» **Text provided**:
________
Perhaps a voltage source is mentioned, because we all know that an ideal voltage source should have zero internal resistance: a good one will have a small positive resistance, to which is added any wire resistance going to the load.

For an electronically regulated supply, it is possible to force output resistance past zero into negative resistance region. This is done by routing some of the load current so that regulating voltage node is adjusted in such a direction that output voltage is forced up. An example of the common LM317 regulator having negative output resistance is shown below - beware, some loads produce wild results: simulate this circuit – Schematic created using CircuitLab
Using the built-in circuit simulator, $$\ R_{load} \$$ was swept from 5 ohms up to 15 ohms:

• at 5 ohms, voltage drop across Rload is 4.322V

• at 15 ohms, voltage drop across Rload is 3.993V

The result of that 1-ohm resistor, (and the direction of Rload's current going through it) forces this voltage supply to have negative resistance: at heavier loads, the output voltage goes up. This voltage increase can compensate the voltage drop across the wire resistance.

Anything that drops in voltage with a rise in current has a negative resistance.

Power sources have this property. The passive components with incremental negative resistance include; any gas discharge bulb or arc, Avalanche effect diodes, Tunnel Diodes, SCR's during trigger phase.

https://en.wikipedia.org/wiki/Negative_resistance

But how is this physically possible?

Some components, like Esaki diodes and glow tubes, have an I-V curve that is entirely in the I and III quadrants, but has a negative slope region over a limited range. In this region, a small-signal model of the device will have negative resistance. In the Esaki diode, this behavior is caused by tunneling current that is possible at low bias but not at higher bias voltage.

It's also possible to make an op-amp circuit with negative input resistance over a limited range. There the I-V curve can even pass through the II and IV quadrants since power can be supplied from the op-amp's power terminals.

Somewhere I have read that an example of component with negative resistance is a voltage source.

Looking at the input side of a regulated switching supply with a fixed load, it will often appear as a negative resistance.

This is because it is a constant power load. If the input voltage drops, the regulator circuit will increase the current drawn in order to continue supplying the load with the desired output voltage.

Although the negative resistance is veiled in mystery, in fact it is a quite simple concept. It can be easily explained by analyzing the voltage drops across resistances.

The positive resistor subtracts its voltage drop from the input voltage thus decreasing the current while the (S-shaped) negative resistor adds its voltage drop to the input voltage thus increasing the current. So the positive resistance impedes while the negative resistance helps the current.
________
» **Tasks and exercises**:
1) Which passive components does the text on negative resistance name as having incremental negative resistance?
2) How would you render this sentence from the text on negative resistance in Spanish: "Anything that drops in voltage with a rise in current has a negative resistance."
3) Can you write the next few sentences of the text on negative resistance, picking up after its final sentence?
The material has no connection to the text on negative resistance.

» **Data excerpt**:
________
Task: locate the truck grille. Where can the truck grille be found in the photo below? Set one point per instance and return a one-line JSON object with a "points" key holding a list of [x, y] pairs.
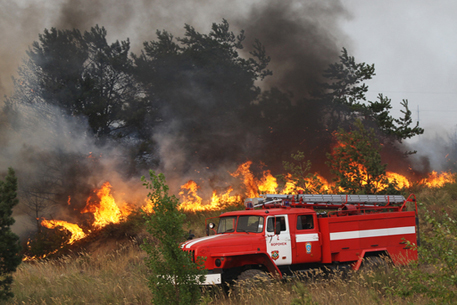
________
» **The replies**:
1)
- Any gas discharge bulb or arc
- Avalanche effect diodes
- Tunnel diodes
- SCRs during the trigger phase

2) Cualquier cosa cuya tensión disminuye al aumentar la corriente tiene una resistencia negativa.

3)
The main question is, "How does the negative resistor add its voltage?" There are two techniques to do it leading to the two kinds of negative resistance - differential and absolute. Negative differential resistor is, in essence, a positive resistor that subtracts its voltage drop V = I.R from the input voltage. But in contrast to the positive resistor that has constant resistance, it is a dynamic resistor that significantly decreases its resistance when the current slightly increases. As a result, instead to increase, the voltage drop (the product of the increasing I and the more vigorously decreasing R) decreases... and this is equivalent to adding voltage. This is the trick - reducing the loss is actually a profit. Absolute negative resistance is done in a more natural way - by a dynamic voltage source (electronic circuit). It changes its voltage proportionally to the current (like a positive resistor) but adds it to the input voltage (instead to subtract). For the purpose of addition, this voltage has an opposite polarity; hence the name of this circuit - “voltage inversion negative impedance converter” (VNIC).

So, the "physical meaning of negative resistance" is "dynamic resistor" or "dynamic source". But what is the point of all this? What negative resistance can be used for?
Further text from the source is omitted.